→ Brief a: According to the forum thread, what is JSON used for in ES?

→ Supplied text:
Is JSON too verbose for high performance


(Alex) #1

JSON is quite verbose. Google introduced protocol buffers many years ago, and one of the the key features was to reduce the number of bytes that need to go "over the wire". Newer attempts to optimize for bigdata use formats like those available in parquet (parquet.apache.org). There are even now thrift bindings for parquet. It seems a step backwards to go back to json. Am I missing something basic here?

I suppose that I could push (using a Kafka publisher method) to a server (that subscribes to the relevant Kafka topic) using a compressed format, and then do the expansion to json just before inserting into elasticsearch. Can you comment on the best way to take data from servers distributed worldwide and get the data into elasticsearch?


(Mark Walkom) #2

My question back to you would be, are you having issues now, and what does your setup look like?


(Jörg Prante) #3

You are invited to revive the stopped thrift plugin https://github.com/elastic/elasticsearch-transport-thrift and demonstrate how to gain more performance over JSON.

Some notes:

  • JSON is only used for HTTP API
  • ES uses a fast builtin binary protocol between nodes which is not JSON but already binary encoded and compressed
  • ES/Lucene uses a lot of compression in the storage backend to speed up I/O which dominates the overall performance, there is no JSON on this system level
  • ES offers alternatives, CBOR https://tools.ietf.org/html/rfc7049 and SMILE http://wiki.fasterxml.com/SmileFormat to store cluster state
  • the possible performance gain by switching a serialization format must be balanced to the readability of the data transmitted by client apps and users which are used to a data representation language like JSON

(Martin Grigorov) #4

Hi,

On Tue, Nov 3, 2015 at 9:56 AM, Jörg Prante noreply@discuss.elastic.co wrote:

jprante http://discuss.elastic.co/users/jprante Jörg Prante
http://discuss.elastic.co/users/jprante
November 3

You are invited to revive the stopped thrift plugin
https://github.com/elastic/elasticsearch-transport-thrift and demonstrate
how to gain more performance over JSON.

Some notes:

  • JSON is only used for HTTP API
  • ES uses a fast builtin binary protocol between nodes which is not
    JSON but already binary encoded and compressed

+1!

  • ES/Lucene uses a lot of compression in the storage backend to speed
    up I/O which dominates the overall performance, there is no JSON on this
    system level
  • ES offers alternatives, CBOR https://tools.ietf.org/html/rfc7049 and
    SMILE http://wiki.fasterxml.com/SmileFormat to store cluster state
  • the possible performance gain by switching a serialization format
    must be balanced to the readability of the data transmitted by client apps
    and users which are used to a data representation language like JSON

I think the best solution would be use content negotiation. The client may
send request header "Accept" with the list of supported/preferred response
content types. If they are supported (even by plugin) then serve the best
match, otherwise fallback to JSON.


(Alex) #5

Thanks for all the responses.

@warkolm I am not having issues now. I'm trying to select a set of tools to use for our new project.

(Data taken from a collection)
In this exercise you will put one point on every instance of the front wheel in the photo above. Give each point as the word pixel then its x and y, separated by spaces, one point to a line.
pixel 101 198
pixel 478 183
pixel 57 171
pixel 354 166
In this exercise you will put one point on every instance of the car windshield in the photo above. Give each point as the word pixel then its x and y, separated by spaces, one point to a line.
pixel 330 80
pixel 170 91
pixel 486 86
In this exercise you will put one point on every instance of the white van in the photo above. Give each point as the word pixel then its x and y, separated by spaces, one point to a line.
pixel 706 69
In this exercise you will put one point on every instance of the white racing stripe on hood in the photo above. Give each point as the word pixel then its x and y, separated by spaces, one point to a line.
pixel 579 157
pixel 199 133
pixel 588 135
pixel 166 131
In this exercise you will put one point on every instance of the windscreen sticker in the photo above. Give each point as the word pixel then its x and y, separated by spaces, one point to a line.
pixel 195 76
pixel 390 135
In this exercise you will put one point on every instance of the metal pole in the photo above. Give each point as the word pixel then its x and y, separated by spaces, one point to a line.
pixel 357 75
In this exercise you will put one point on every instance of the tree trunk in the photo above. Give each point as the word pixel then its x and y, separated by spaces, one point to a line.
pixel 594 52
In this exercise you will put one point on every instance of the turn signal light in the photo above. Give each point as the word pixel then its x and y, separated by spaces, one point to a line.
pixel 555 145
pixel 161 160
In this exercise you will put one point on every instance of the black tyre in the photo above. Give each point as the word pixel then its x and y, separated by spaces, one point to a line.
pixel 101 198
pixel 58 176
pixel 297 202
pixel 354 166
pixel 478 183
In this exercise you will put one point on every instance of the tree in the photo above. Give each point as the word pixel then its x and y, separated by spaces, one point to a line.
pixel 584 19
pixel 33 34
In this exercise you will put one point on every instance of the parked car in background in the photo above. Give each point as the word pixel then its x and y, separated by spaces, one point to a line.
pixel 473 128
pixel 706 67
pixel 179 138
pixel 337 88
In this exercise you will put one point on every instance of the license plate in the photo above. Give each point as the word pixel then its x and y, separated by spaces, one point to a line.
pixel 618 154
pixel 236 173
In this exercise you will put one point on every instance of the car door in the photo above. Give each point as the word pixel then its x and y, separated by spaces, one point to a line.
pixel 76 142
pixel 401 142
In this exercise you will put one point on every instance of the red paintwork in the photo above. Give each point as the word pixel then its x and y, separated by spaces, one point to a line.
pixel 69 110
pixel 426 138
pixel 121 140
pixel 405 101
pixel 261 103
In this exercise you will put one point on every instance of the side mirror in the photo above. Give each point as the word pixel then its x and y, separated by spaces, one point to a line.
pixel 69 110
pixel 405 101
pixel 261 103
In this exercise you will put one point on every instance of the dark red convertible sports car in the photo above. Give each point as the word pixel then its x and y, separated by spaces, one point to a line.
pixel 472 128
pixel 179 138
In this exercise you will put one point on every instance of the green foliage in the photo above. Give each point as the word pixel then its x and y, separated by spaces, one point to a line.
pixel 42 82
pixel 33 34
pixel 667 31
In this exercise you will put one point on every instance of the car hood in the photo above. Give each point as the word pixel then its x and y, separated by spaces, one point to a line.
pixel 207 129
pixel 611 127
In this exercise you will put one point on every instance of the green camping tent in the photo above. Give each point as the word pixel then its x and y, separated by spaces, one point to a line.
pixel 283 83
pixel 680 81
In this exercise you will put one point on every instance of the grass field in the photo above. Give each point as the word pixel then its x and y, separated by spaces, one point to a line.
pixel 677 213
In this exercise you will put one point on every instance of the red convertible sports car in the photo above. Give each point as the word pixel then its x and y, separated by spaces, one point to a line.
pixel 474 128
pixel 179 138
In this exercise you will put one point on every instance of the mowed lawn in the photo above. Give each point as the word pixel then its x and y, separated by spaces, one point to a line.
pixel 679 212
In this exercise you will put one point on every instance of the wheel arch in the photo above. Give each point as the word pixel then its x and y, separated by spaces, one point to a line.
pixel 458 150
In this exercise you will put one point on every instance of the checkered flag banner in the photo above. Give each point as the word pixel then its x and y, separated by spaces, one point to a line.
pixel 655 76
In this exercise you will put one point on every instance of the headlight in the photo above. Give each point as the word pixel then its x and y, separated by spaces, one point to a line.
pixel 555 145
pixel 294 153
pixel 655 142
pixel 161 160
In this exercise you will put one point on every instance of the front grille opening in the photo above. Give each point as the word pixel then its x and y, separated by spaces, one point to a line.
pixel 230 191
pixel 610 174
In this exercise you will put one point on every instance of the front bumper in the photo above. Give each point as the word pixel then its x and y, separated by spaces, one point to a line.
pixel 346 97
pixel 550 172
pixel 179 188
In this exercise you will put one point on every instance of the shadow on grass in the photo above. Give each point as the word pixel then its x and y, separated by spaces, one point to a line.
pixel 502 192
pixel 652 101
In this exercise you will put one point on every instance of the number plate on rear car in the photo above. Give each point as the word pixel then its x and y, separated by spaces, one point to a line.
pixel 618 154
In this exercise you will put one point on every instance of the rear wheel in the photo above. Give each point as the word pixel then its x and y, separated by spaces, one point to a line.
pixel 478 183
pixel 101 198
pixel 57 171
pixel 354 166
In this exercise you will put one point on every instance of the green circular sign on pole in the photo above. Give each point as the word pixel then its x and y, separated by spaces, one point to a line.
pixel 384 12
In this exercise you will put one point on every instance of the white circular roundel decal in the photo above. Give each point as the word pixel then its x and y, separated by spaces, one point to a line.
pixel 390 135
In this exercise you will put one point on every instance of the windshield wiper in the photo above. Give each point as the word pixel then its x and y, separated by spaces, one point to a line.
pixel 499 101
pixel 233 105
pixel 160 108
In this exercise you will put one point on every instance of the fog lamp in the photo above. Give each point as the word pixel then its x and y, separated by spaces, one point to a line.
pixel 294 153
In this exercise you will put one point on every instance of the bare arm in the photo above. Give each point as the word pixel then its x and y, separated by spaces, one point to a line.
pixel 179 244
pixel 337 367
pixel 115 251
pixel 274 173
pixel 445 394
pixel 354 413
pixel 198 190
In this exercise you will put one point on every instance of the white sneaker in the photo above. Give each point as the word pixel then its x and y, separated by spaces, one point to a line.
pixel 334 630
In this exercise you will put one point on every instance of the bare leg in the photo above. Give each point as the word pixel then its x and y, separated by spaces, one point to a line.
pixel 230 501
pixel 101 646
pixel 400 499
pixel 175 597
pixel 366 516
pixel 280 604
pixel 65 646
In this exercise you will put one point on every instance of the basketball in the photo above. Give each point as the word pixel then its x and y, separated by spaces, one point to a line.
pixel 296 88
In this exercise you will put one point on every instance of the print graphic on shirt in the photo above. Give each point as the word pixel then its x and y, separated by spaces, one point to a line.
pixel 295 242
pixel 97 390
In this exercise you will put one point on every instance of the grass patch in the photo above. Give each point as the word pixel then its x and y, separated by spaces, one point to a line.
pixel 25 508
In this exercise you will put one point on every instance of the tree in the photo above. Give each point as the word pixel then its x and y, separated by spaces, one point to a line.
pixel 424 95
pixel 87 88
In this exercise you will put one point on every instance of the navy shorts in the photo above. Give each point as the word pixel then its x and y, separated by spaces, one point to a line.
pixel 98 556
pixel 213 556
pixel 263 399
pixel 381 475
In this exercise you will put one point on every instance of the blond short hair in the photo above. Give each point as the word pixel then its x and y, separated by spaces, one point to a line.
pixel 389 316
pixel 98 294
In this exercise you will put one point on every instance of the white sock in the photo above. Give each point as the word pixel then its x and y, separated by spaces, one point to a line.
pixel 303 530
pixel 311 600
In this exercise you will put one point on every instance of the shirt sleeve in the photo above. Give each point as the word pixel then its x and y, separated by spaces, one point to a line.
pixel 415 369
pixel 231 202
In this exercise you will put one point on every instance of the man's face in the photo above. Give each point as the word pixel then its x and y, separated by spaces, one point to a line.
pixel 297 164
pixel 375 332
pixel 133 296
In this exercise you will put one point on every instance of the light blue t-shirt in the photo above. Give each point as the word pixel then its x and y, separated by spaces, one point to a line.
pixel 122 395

...

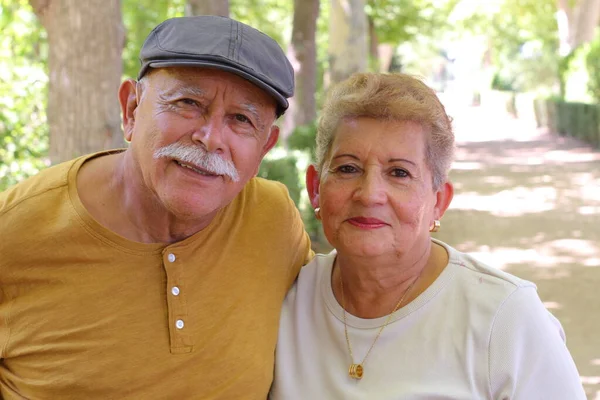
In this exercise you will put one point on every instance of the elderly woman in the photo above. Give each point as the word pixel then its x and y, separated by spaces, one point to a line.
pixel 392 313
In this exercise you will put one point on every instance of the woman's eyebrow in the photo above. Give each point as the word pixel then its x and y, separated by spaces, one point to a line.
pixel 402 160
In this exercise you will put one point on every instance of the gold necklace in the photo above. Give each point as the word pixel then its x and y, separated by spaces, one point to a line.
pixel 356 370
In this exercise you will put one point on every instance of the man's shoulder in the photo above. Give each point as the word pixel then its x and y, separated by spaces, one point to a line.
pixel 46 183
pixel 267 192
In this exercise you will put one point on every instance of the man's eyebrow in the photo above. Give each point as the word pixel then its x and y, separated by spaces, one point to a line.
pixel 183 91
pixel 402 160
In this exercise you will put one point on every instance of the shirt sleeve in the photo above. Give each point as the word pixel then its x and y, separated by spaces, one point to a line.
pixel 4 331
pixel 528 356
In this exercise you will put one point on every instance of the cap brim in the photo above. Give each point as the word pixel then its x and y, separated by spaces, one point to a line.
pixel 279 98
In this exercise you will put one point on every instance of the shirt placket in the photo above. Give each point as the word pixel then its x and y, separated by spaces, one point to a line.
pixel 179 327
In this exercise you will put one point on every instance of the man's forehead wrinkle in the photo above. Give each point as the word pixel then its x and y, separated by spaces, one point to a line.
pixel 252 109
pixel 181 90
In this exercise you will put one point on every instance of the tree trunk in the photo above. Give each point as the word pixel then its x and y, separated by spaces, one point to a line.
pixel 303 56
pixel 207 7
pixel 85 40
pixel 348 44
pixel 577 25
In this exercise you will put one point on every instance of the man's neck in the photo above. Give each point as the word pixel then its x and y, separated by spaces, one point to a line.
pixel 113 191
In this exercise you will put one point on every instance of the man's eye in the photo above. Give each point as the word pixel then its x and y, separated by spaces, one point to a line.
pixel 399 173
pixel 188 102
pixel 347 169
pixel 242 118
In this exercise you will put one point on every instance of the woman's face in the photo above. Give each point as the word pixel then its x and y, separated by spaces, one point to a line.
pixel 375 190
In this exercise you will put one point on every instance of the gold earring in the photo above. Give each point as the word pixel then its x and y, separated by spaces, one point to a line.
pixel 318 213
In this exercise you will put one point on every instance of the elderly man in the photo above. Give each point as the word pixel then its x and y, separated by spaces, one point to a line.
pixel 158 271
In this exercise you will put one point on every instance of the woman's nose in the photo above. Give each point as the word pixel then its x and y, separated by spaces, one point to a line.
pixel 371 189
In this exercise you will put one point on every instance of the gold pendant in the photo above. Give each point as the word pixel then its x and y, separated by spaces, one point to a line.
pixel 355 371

→ Brief b: In the listing, from the line with "the front grille" up to and including the line with "pixel 610 174", substitute "air intake" for "grille opening" and give back only those lines.

→ Problem solution a: Only for the HTTP API.

→ Problem solution b:
In this exercise you will put one point on every instance of the front air intake in the photo above. Give each point as the word pixel then its x and y, separated by spaces, one point to a line.
pixel 230 191
pixel 610 174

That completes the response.